** Work to do **
Copy out every line of the entries below, requests included, and raise each x and y coordinate in the answer points by 134.

** Excerpted data **
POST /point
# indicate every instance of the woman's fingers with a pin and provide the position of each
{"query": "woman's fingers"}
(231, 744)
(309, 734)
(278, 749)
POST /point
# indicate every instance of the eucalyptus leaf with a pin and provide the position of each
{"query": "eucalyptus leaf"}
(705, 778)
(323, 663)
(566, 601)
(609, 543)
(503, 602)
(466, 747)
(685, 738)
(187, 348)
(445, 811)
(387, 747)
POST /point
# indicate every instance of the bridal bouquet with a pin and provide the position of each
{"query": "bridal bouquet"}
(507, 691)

** Answer to the task **
POST /point
# indicate every instance of the woman's fingers with a pin and provide the position of each
{"query": "woman's fingers"}
(365, 878)
(443, 868)
(412, 883)
POST /point
# indicate every instance of the eucalyptus leaf with a pin and provide the position of each
{"query": "eucalyptus leaf"}
(839, 912)
(457, 797)
(700, 735)
(743, 677)
(637, 736)
(600, 881)
(819, 872)
(321, 482)
(579, 945)
(521, 881)
POST /point
# indicate every instance of the bridal bouquet with a pin and provide the position of each
{"query": "bridal bouquet"}
(641, 825)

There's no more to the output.